▶ **Consigne**: D'après le texte de lecture, à quelle date Jean-Paul II regarde-t-il le journal télévisé qui montre les grévistes de Gdansk ?

▶ **Texte de lecture**:
- - - -
Jean-Paul II, le prophète venu de l'Est Bernard Lecomte *
Le soutien apporté par Jean-Paul II à Lech Walesa a fait tomber le régime communiste
polonais.
Crédits photo : (Gianni Giansantis/Sygma/Corbis)
Si le pape élu en 1978 avait été italien, français ou brésilien, le mur de Berlin serait peut-être encore debout...
Nous
sommes le 17 août 1980. A Castel Gandolfo, dans sa résidence d'été, le
pape Jean-Paul II a allumé la télévision : il a l'habitude de regarder
le journal de la RAI. Ce soir-là, c'est la Pologne qui fait
l'actualité. A Gdansk, au bord de la Baltique, des milliers d'ouvriers
en grève occupent les chantiers Lénine. La tension, au cœur du bloc
communiste, est à son comble. Soudain, le visage de Jean-Paul II se
fige. Sur l'écran, le pape voit distinctement que les ouvriers de
Gdansk ont accroché, sur les grilles de leur usine, son propre
portrait...
- - - -
▶ **Entrées fournies**:
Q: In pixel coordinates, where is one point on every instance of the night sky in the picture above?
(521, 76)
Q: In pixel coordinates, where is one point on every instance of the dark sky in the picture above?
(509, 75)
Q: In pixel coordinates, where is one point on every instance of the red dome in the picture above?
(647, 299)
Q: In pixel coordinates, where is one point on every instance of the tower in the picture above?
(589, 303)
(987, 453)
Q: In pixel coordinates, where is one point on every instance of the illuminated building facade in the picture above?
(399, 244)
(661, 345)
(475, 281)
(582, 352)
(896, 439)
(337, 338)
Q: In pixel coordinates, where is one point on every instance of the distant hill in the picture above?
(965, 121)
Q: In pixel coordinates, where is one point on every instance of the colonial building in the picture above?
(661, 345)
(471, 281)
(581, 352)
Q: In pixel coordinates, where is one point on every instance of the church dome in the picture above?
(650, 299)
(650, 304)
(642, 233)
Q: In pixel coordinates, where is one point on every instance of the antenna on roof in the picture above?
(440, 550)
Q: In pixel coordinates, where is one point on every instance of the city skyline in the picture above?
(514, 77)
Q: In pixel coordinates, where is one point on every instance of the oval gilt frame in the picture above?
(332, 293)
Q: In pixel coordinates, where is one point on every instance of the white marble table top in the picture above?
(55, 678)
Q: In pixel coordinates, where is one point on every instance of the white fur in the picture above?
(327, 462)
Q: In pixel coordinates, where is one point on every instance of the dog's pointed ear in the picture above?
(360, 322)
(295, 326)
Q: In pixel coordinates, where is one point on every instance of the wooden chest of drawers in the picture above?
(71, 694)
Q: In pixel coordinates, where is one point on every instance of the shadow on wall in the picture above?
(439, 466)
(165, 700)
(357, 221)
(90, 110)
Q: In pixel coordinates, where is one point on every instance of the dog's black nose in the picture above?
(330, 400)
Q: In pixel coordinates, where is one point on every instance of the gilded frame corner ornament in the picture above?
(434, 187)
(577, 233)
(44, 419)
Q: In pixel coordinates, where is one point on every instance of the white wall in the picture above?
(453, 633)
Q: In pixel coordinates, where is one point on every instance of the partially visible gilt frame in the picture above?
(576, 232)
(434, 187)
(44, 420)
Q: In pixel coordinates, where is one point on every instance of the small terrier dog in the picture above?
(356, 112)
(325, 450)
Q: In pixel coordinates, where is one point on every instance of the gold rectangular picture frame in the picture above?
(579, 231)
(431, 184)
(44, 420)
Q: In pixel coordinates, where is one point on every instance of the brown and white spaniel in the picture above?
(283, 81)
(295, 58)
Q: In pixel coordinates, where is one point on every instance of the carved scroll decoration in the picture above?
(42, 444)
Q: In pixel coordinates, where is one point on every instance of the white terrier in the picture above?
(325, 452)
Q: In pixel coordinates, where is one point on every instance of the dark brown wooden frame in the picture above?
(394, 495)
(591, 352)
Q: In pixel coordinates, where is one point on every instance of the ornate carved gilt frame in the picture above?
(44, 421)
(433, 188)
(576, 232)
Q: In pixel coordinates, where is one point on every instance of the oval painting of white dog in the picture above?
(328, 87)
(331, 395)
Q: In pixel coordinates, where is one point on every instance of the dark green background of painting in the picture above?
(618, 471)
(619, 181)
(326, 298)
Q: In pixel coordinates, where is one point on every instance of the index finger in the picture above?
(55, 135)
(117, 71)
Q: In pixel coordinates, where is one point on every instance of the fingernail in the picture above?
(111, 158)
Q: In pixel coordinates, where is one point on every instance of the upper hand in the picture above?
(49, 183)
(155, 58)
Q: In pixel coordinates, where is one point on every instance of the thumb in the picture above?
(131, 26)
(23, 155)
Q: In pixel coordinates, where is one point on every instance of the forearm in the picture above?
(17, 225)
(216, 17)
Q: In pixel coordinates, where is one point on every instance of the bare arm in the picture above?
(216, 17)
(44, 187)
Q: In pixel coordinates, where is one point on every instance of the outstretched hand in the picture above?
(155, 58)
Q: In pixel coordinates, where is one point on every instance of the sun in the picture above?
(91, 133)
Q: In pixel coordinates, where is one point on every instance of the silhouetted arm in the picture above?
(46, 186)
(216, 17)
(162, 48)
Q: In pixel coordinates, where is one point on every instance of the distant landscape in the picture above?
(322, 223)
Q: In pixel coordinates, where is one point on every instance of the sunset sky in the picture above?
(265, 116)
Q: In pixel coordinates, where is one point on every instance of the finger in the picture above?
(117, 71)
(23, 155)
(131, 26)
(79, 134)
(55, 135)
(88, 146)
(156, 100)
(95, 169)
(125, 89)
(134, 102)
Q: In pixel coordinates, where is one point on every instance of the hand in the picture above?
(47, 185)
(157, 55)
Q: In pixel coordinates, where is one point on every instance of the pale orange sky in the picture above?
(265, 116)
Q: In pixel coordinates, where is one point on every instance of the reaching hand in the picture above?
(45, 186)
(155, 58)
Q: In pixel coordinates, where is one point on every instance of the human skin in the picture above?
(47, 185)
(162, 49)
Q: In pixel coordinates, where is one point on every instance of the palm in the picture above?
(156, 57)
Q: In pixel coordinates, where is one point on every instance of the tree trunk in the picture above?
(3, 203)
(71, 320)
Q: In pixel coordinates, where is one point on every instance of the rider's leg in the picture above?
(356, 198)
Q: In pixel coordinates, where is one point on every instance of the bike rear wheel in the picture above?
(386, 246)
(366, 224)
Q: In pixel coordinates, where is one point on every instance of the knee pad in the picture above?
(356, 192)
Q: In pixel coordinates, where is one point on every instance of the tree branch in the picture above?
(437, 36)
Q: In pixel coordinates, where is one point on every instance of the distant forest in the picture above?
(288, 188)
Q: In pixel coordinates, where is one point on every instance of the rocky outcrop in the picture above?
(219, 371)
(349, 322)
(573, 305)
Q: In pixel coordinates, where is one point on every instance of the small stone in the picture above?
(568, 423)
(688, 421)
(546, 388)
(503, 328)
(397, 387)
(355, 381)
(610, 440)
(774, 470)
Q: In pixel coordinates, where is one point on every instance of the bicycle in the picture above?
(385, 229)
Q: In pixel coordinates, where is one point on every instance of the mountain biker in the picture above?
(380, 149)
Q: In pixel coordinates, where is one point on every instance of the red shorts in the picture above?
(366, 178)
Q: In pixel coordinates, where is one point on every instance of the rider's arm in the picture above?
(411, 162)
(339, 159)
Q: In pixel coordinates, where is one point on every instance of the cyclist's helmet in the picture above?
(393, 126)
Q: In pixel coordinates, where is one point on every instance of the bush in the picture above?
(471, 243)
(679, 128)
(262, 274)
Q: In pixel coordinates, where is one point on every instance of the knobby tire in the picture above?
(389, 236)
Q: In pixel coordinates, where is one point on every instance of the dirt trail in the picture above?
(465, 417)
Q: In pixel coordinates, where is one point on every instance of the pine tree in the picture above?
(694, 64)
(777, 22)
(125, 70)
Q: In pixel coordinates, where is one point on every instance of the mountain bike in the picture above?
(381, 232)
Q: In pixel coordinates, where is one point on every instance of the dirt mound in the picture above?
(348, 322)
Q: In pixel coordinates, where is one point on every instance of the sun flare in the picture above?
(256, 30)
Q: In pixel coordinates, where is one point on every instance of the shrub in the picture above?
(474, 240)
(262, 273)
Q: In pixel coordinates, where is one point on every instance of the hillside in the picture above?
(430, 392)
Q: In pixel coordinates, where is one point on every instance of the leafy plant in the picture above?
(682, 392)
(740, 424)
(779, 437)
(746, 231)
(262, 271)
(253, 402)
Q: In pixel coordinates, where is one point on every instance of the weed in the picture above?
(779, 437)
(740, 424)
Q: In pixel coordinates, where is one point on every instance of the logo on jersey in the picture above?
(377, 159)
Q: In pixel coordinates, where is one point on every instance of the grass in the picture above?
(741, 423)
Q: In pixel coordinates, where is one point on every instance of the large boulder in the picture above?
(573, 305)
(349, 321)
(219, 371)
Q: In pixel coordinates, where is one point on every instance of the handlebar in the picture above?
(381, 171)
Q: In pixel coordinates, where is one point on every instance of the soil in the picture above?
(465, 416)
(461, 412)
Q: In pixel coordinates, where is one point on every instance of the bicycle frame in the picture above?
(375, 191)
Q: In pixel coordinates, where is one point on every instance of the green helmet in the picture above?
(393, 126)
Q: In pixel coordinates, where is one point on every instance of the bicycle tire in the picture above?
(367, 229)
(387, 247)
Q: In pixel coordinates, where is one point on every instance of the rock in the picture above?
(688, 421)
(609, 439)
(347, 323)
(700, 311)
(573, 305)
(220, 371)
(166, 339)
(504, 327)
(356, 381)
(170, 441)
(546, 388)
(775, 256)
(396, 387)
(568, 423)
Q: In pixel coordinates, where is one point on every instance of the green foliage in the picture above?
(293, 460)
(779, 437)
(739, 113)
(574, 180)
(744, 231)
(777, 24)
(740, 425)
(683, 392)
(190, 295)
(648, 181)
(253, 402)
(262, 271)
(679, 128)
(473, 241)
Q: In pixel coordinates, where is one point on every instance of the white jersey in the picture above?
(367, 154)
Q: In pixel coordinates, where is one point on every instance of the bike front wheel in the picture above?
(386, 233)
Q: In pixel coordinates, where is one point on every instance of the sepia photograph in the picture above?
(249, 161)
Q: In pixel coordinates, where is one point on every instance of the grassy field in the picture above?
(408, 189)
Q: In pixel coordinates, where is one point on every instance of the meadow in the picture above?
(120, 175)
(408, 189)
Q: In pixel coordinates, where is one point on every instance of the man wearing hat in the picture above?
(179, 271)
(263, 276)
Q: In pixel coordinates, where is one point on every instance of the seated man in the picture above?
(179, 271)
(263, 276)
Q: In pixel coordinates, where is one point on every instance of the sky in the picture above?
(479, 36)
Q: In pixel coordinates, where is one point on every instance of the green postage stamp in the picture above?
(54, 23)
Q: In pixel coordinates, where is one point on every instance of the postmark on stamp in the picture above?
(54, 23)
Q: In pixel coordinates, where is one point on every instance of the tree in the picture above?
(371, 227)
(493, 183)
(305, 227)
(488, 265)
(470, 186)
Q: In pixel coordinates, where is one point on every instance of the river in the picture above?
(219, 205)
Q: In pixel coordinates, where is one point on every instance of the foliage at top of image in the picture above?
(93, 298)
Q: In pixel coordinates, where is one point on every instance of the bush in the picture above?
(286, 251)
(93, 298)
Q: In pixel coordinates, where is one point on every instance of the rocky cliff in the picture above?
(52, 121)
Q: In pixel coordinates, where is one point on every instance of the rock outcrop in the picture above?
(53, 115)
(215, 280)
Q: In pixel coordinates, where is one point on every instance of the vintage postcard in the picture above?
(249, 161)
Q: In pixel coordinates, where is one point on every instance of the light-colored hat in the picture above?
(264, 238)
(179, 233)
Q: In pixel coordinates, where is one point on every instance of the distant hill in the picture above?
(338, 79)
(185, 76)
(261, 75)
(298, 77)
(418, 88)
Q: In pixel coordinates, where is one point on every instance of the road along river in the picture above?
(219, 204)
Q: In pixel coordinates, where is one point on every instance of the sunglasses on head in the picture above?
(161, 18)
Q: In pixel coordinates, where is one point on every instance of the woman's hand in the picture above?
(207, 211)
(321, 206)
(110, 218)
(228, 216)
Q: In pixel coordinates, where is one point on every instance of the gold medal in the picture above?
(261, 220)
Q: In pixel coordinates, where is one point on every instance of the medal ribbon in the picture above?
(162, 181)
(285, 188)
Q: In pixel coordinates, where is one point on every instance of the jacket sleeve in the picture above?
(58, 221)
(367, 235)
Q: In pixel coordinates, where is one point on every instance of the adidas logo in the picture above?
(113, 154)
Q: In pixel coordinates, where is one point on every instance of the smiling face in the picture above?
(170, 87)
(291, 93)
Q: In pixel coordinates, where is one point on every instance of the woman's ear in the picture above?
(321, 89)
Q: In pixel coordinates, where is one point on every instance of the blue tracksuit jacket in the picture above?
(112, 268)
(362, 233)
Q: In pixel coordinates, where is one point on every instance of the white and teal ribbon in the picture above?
- - - -
▶ **Réponse attendue**: Le 17 août 1980.